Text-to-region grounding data
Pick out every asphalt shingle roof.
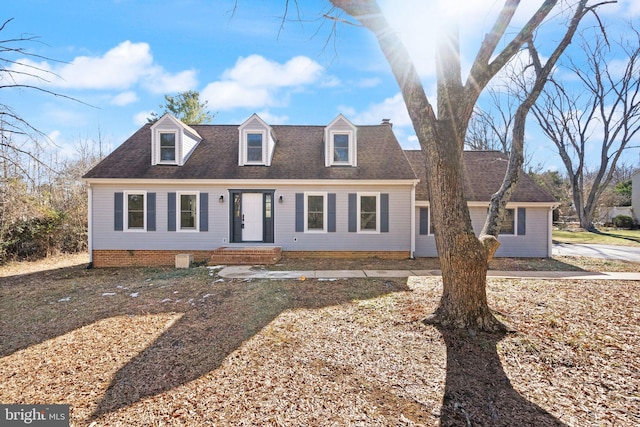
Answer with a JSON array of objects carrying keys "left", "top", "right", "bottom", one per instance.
[
  {"left": 83, "top": 123, "right": 555, "bottom": 204},
  {"left": 404, "top": 150, "right": 556, "bottom": 203},
  {"left": 83, "top": 124, "right": 417, "bottom": 181}
]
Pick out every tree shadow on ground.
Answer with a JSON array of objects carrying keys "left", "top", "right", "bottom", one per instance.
[
  {"left": 435, "top": 326, "right": 566, "bottom": 426},
  {"left": 91, "top": 277, "right": 407, "bottom": 418}
]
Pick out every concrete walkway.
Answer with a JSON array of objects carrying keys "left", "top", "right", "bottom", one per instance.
[{"left": 218, "top": 265, "right": 640, "bottom": 281}]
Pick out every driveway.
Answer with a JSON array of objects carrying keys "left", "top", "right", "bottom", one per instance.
[{"left": 553, "top": 243, "right": 640, "bottom": 263}]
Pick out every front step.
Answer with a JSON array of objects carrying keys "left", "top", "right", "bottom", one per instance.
[{"left": 210, "top": 246, "right": 282, "bottom": 265}]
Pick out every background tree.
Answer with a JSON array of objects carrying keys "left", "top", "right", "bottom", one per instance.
[
  {"left": 1, "top": 18, "right": 84, "bottom": 182},
  {"left": 147, "top": 90, "right": 214, "bottom": 124},
  {"left": 327, "top": 0, "right": 604, "bottom": 330},
  {"left": 531, "top": 26, "right": 640, "bottom": 231}
]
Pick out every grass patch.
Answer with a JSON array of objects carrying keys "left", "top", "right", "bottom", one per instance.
[{"left": 553, "top": 228, "right": 640, "bottom": 246}]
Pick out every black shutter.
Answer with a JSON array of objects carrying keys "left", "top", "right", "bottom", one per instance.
[
  {"left": 380, "top": 193, "right": 389, "bottom": 232},
  {"left": 517, "top": 207, "right": 526, "bottom": 235},
  {"left": 114, "top": 192, "right": 123, "bottom": 231},
  {"left": 147, "top": 192, "right": 156, "bottom": 231},
  {"left": 295, "top": 193, "right": 304, "bottom": 232},
  {"left": 419, "top": 207, "right": 429, "bottom": 235},
  {"left": 200, "top": 193, "right": 208, "bottom": 231},
  {"left": 168, "top": 192, "right": 176, "bottom": 231},
  {"left": 348, "top": 193, "right": 357, "bottom": 232},
  {"left": 328, "top": 193, "right": 336, "bottom": 232}
]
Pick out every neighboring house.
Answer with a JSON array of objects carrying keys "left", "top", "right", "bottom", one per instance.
[{"left": 83, "top": 113, "right": 557, "bottom": 267}]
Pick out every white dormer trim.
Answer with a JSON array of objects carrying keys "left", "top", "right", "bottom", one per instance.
[
  {"left": 150, "top": 114, "right": 202, "bottom": 166},
  {"left": 325, "top": 114, "right": 357, "bottom": 167},
  {"left": 238, "top": 113, "right": 276, "bottom": 166}
]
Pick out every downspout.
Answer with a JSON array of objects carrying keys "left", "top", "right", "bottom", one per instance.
[
  {"left": 410, "top": 181, "right": 417, "bottom": 259},
  {"left": 87, "top": 184, "right": 93, "bottom": 268},
  {"left": 547, "top": 206, "right": 553, "bottom": 258}
]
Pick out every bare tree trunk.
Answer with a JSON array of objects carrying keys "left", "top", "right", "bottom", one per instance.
[{"left": 328, "top": 0, "right": 597, "bottom": 331}]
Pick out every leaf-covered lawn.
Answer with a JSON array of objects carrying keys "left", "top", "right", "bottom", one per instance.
[{"left": 1, "top": 256, "right": 639, "bottom": 426}]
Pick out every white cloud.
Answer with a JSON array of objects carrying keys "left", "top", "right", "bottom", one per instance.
[
  {"left": 202, "top": 81, "right": 273, "bottom": 110},
  {"left": 356, "top": 77, "right": 382, "bottom": 88},
  {"left": 9, "top": 41, "right": 197, "bottom": 94},
  {"left": 134, "top": 110, "right": 153, "bottom": 126},
  {"left": 111, "top": 91, "right": 138, "bottom": 106},
  {"left": 201, "top": 54, "right": 324, "bottom": 111},
  {"left": 255, "top": 110, "right": 289, "bottom": 124},
  {"left": 222, "top": 55, "right": 323, "bottom": 88},
  {"left": 321, "top": 75, "right": 342, "bottom": 88},
  {"left": 48, "top": 130, "right": 61, "bottom": 143},
  {"left": 142, "top": 68, "right": 198, "bottom": 94},
  {"left": 350, "top": 93, "right": 412, "bottom": 127}
]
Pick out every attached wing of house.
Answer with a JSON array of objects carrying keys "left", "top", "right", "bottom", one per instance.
[
  {"left": 405, "top": 150, "right": 557, "bottom": 258},
  {"left": 83, "top": 113, "right": 556, "bottom": 267}
]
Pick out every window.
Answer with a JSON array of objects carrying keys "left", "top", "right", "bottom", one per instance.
[
  {"left": 160, "top": 132, "right": 176, "bottom": 162},
  {"left": 247, "top": 133, "right": 263, "bottom": 162},
  {"left": 125, "top": 192, "right": 145, "bottom": 231},
  {"left": 333, "top": 134, "right": 349, "bottom": 163},
  {"left": 359, "top": 193, "right": 378, "bottom": 232},
  {"left": 499, "top": 208, "right": 515, "bottom": 235},
  {"left": 304, "top": 193, "right": 327, "bottom": 232},
  {"left": 179, "top": 193, "right": 198, "bottom": 231}
]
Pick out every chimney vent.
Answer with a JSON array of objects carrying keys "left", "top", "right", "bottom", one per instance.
[{"left": 381, "top": 118, "right": 392, "bottom": 127}]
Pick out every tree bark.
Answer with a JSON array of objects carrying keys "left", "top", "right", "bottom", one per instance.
[{"left": 328, "top": 0, "right": 593, "bottom": 331}]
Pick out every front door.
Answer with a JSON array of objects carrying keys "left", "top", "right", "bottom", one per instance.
[{"left": 241, "top": 193, "right": 263, "bottom": 241}]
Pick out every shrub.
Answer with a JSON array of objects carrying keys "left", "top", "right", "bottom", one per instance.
[{"left": 612, "top": 214, "right": 634, "bottom": 229}]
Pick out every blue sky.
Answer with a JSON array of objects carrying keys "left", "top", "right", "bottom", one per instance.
[{"left": 3, "top": 0, "right": 639, "bottom": 171}]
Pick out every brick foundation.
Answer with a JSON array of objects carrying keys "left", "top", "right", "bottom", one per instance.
[
  {"left": 92, "top": 250, "right": 215, "bottom": 268},
  {"left": 92, "top": 249, "right": 410, "bottom": 267},
  {"left": 282, "top": 251, "right": 411, "bottom": 260}
]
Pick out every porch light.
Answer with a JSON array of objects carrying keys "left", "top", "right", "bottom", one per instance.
[
  {"left": 219, "top": 195, "right": 224, "bottom": 203},
  {"left": 279, "top": 195, "right": 283, "bottom": 203}
]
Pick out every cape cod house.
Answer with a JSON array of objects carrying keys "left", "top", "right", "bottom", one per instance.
[{"left": 82, "top": 113, "right": 557, "bottom": 267}]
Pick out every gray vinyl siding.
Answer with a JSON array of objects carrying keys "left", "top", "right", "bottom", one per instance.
[
  {"left": 277, "top": 185, "right": 411, "bottom": 251},
  {"left": 92, "top": 184, "right": 227, "bottom": 251},
  {"left": 90, "top": 183, "right": 413, "bottom": 253},
  {"left": 414, "top": 205, "right": 552, "bottom": 258}
]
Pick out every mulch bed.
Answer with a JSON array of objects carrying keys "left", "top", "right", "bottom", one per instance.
[{"left": 1, "top": 255, "right": 639, "bottom": 426}]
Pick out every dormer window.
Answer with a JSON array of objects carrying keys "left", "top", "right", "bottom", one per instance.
[
  {"left": 238, "top": 114, "right": 275, "bottom": 166},
  {"left": 150, "top": 114, "right": 201, "bottom": 166},
  {"left": 325, "top": 114, "right": 357, "bottom": 167},
  {"left": 159, "top": 132, "right": 176, "bottom": 162},
  {"left": 247, "top": 133, "right": 264, "bottom": 162},
  {"left": 333, "top": 133, "right": 350, "bottom": 163}
]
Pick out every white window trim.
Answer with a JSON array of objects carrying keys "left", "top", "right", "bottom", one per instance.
[
  {"left": 124, "top": 191, "right": 147, "bottom": 232},
  {"left": 242, "top": 130, "right": 267, "bottom": 165},
  {"left": 330, "top": 131, "right": 352, "bottom": 165},
  {"left": 304, "top": 192, "right": 328, "bottom": 233},
  {"left": 157, "top": 130, "right": 179, "bottom": 165},
  {"left": 357, "top": 192, "right": 380, "bottom": 233},
  {"left": 177, "top": 191, "right": 200, "bottom": 232}
]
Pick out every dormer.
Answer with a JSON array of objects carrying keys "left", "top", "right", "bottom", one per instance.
[
  {"left": 324, "top": 114, "right": 357, "bottom": 167},
  {"left": 150, "top": 114, "right": 202, "bottom": 166},
  {"left": 238, "top": 113, "right": 276, "bottom": 166}
]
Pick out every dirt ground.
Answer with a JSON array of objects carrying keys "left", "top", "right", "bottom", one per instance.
[{"left": 1, "top": 254, "right": 639, "bottom": 426}]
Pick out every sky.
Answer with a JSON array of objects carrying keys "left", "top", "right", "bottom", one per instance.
[{"left": 3, "top": 0, "right": 640, "bottom": 171}]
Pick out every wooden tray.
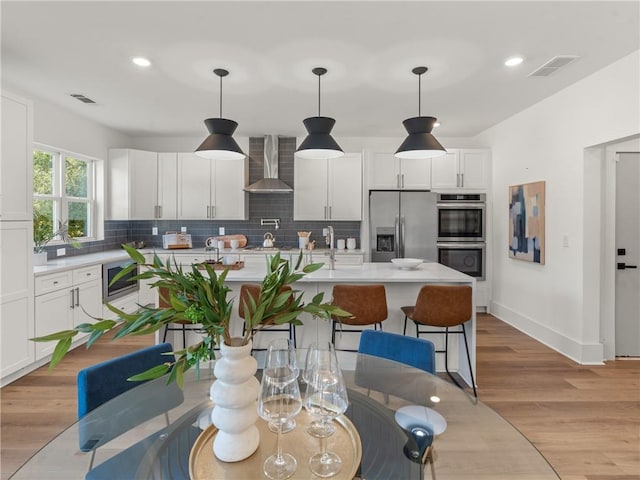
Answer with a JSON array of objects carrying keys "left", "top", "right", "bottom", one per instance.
[
  {"left": 197, "top": 261, "right": 244, "bottom": 270},
  {"left": 189, "top": 411, "right": 362, "bottom": 480}
]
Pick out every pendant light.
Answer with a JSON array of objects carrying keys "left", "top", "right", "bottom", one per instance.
[
  {"left": 195, "top": 68, "right": 245, "bottom": 160},
  {"left": 296, "top": 67, "right": 344, "bottom": 159},
  {"left": 395, "top": 66, "right": 446, "bottom": 159}
]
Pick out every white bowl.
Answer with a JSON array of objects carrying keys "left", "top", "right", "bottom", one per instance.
[{"left": 391, "top": 258, "right": 423, "bottom": 270}]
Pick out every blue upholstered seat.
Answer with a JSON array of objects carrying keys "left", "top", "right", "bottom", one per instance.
[
  {"left": 77, "top": 343, "right": 195, "bottom": 480},
  {"left": 77, "top": 342, "right": 175, "bottom": 419},
  {"left": 357, "top": 330, "right": 435, "bottom": 374}
]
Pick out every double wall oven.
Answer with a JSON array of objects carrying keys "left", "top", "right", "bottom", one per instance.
[{"left": 436, "top": 193, "right": 486, "bottom": 280}]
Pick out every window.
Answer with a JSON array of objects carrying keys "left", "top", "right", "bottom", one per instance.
[{"left": 33, "top": 146, "right": 96, "bottom": 241}]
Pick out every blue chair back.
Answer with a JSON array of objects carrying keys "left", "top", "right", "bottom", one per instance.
[
  {"left": 77, "top": 342, "right": 174, "bottom": 418},
  {"left": 77, "top": 343, "right": 184, "bottom": 454},
  {"left": 358, "top": 330, "right": 435, "bottom": 374}
]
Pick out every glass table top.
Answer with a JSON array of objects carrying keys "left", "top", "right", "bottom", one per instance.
[{"left": 10, "top": 354, "right": 559, "bottom": 480}]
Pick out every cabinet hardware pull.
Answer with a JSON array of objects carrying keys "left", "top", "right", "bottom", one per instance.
[
  {"left": 401, "top": 174, "right": 405, "bottom": 189},
  {"left": 53, "top": 281, "right": 58, "bottom": 285},
  {"left": 70, "top": 289, "right": 75, "bottom": 309},
  {"left": 206, "top": 205, "right": 210, "bottom": 218},
  {"left": 211, "top": 205, "right": 215, "bottom": 218},
  {"left": 460, "top": 173, "right": 464, "bottom": 187},
  {"left": 75, "top": 287, "right": 80, "bottom": 307},
  {"left": 397, "top": 173, "right": 401, "bottom": 189},
  {"left": 159, "top": 205, "right": 162, "bottom": 218},
  {"left": 328, "top": 206, "right": 332, "bottom": 219}
]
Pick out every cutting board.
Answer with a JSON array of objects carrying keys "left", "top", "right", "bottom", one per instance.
[{"left": 205, "top": 234, "right": 248, "bottom": 249}]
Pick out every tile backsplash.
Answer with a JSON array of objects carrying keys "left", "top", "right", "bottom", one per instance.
[{"left": 44, "top": 136, "right": 361, "bottom": 259}]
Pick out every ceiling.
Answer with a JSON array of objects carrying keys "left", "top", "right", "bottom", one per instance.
[{"left": 2, "top": 1, "right": 638, "bottom": 141}]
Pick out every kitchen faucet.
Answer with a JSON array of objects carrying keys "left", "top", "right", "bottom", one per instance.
[{"left": 325, "top": 226, "right": 335, "bottom": 270}]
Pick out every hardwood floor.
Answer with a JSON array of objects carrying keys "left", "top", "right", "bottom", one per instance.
[
  {"left": 1, "top": 314, "right": 639, "bottom": 479},
  {"left": 475, "top": 314, "right": 640, "bottom": 480}
]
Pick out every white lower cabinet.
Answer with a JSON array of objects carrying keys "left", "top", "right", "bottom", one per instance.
[
  {"left": 1, "top": 221, "right": 34, "bottom": 380},
  {"left": 34, "top": 265, "right": 102, "bottom": 360}
]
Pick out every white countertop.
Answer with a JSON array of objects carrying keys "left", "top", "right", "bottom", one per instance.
[
  {"left": 151, "top": 247, "right": 365, "bottom": 256},
  {"left": 34, "top": 248, "right": 471, "bottom": 285},
  {"left": 222, "top": 261, "right": 474, "bottom": 284},
  {"left": 33, "top": 250, "right": 131, "bottom": 276}
]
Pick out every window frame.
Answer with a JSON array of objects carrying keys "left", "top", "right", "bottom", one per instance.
[{"left": 33, "top": 144, "right": 98, "bottom": 244}]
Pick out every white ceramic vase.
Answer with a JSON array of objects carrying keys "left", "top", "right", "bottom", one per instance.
[
  {"left": 210, "top": 340, "right": 260, "bottom": 462},
  {"left": 33, "top": 252, "right": 47, "bottom": 266}
]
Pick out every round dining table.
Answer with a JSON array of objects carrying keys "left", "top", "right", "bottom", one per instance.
[{"left": 10, "top": 354, "right": 559, "bottom": 480}]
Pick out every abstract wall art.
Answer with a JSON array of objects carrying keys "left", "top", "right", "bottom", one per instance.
[{"left": 509, "top": 181, "right": 545, "bottom": 264}]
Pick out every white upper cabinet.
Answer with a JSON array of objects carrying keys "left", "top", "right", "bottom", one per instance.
[
  {"left": 177, "top": 153, "right": 247, "bottom": 220},
  {"left": 367, "top": 153, "right": 431, "bottom": 190},
  {"left": 108, "top": 149, "right": 178, "bottom": 220},
  {"left": 1, "top": 91, "right": 33, "bottom": 221},
  {"left": 431, "top": 149, "right": 490, "bottom": 190},
  {"left": 294, "top": 153, "right": 362, "bottom": 221}
]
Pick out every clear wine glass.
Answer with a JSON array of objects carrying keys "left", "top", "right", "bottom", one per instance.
[
  {"left": 258, "top": 358, "right": 302, "bottom": 480},
  {"left": 266, "top": 338, "right": 299, "bottom": 434},
  {"left": 304, "top": 343, "right": 349, "bottom": 478},
  {"left": 304, "top": 342, "right": 346, "bottom": 438}
]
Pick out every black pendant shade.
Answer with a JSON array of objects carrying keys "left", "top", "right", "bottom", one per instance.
[
  {"left": 297, "top": 116, "right": 344, "bottom": 159},
  {"left": 395, "top": 66, "right": 446, "bottom": 159},
  {"left": 296, "top": 67, "right": 344, "bottom": 159},
  {"left": 196, "top": 118, "right": 245, "bottom": 160},
  {"left": 395, "top": 116, "right": 446, "bottom": 159},
  {"left": 195, "top": 68, "right": 245, "bottom": 160}
]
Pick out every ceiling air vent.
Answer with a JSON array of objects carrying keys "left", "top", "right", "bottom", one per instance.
[
  {"left": 70, "top": 93, "right": 96, "bottom": 104},
  {"left": 528, "top": 55, "right": 580, "bottom": 77}
]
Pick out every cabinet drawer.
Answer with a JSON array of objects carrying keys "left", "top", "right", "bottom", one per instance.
[
  {"left": 72, "top": 265, "right": 102, "bottom": 285},
  {"left": 35, "top": 271, "right": 73, "bottom": 296},
  {"left": 335, "top": 255, "right": 364, "bottom": 265}
]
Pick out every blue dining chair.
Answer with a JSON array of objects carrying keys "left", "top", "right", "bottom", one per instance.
[
  {"left": 77, "top": 342, "right": 198, "bottom": 480},
  {"left": 358, "top": 329, "right": 436, "bottom": 374}
]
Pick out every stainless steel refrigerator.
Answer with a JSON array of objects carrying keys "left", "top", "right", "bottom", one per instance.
[{"left": 369, "top": 191, "right": 438, "bottom": 262}]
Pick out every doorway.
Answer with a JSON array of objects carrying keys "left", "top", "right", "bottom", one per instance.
[{"left": 615, "top": 152, "right": 640, "bottom": 356}]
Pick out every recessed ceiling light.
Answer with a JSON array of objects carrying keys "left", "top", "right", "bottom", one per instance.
[
  {"left": 132, "top": 57, "right": 151, "bottom": 67},
  {"left": 505, "top": 56, "right": 524, "bottom": 67}
]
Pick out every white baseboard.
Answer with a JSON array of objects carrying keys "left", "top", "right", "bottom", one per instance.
[{"left": 489, "top": 301, "right": 604, "bottom": 365}]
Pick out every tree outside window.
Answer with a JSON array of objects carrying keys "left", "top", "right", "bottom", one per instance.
[{"left": 33, "top": 148, "right": 94, "bottom": 241}]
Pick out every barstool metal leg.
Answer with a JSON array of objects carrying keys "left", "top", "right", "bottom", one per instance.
[{"left": 461, "top": 323, "right": 477, "bottom": 398}]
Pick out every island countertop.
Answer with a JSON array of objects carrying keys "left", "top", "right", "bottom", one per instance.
[{"left": 222, "top": 261, "right": 474, "bottom": 284}]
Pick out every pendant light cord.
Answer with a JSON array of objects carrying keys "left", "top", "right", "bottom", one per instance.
[
  {"left": 417, "top": 72, "right": 422, "bottom": 117},
  {"left": 317, "top": 73, "right": 321, "bottom": 117},
  {"left": 219, "top": 74, "right": 223, "bottom": 118}
]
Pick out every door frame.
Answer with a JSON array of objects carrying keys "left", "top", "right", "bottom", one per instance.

Work instructions
Return every line of the preceding records in which the word "table" appears.

Solution to this exercise
Pick out every glass table top.
Pick out every round dining table.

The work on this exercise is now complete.